WHAT YOU NEED TO DO -
Look through the records, and whenever a line includes the word "water", copy it.

EXTRACTED MATERIAL -
'''

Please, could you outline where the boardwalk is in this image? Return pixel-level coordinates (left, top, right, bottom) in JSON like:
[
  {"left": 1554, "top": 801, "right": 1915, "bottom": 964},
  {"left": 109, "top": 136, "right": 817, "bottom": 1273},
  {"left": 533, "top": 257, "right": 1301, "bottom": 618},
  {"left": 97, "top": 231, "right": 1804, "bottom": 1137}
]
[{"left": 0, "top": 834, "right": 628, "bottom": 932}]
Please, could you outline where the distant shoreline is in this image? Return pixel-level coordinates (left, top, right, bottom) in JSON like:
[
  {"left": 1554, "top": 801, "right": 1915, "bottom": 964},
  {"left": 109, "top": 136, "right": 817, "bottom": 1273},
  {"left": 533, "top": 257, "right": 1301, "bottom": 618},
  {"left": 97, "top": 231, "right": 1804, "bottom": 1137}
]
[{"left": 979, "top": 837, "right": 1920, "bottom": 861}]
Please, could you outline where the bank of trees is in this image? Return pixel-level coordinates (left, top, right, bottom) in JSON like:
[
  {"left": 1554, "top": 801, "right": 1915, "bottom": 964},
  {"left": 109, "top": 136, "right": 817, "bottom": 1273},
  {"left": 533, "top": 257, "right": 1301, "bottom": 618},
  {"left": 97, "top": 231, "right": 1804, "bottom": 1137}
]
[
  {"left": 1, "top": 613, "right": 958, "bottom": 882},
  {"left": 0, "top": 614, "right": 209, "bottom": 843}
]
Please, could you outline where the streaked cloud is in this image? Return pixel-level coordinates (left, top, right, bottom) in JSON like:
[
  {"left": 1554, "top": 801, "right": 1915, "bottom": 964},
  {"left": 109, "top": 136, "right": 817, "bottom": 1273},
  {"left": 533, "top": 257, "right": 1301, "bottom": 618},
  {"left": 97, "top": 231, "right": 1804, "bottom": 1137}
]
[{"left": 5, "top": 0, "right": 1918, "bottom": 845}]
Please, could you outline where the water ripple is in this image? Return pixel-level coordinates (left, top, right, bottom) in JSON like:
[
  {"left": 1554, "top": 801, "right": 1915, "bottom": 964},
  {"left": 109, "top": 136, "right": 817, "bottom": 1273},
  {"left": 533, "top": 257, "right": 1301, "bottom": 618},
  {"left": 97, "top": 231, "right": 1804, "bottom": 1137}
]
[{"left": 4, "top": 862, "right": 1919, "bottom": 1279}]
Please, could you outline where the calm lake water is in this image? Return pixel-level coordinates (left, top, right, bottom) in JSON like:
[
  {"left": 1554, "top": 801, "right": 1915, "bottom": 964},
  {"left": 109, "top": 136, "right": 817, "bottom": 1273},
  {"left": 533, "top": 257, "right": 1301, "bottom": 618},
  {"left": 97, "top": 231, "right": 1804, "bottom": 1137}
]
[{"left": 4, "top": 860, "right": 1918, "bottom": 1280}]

'''

PROBLEM SOLUTION -
Please, could you outline where the water ripple is in this image? Return pixel-level coordinates (left, top, right, bottom) in JSON like:
Please, could you outline where the calm lake water is in this image? Return pixel-level coordinates (left, top, right, bottom) in JSON like:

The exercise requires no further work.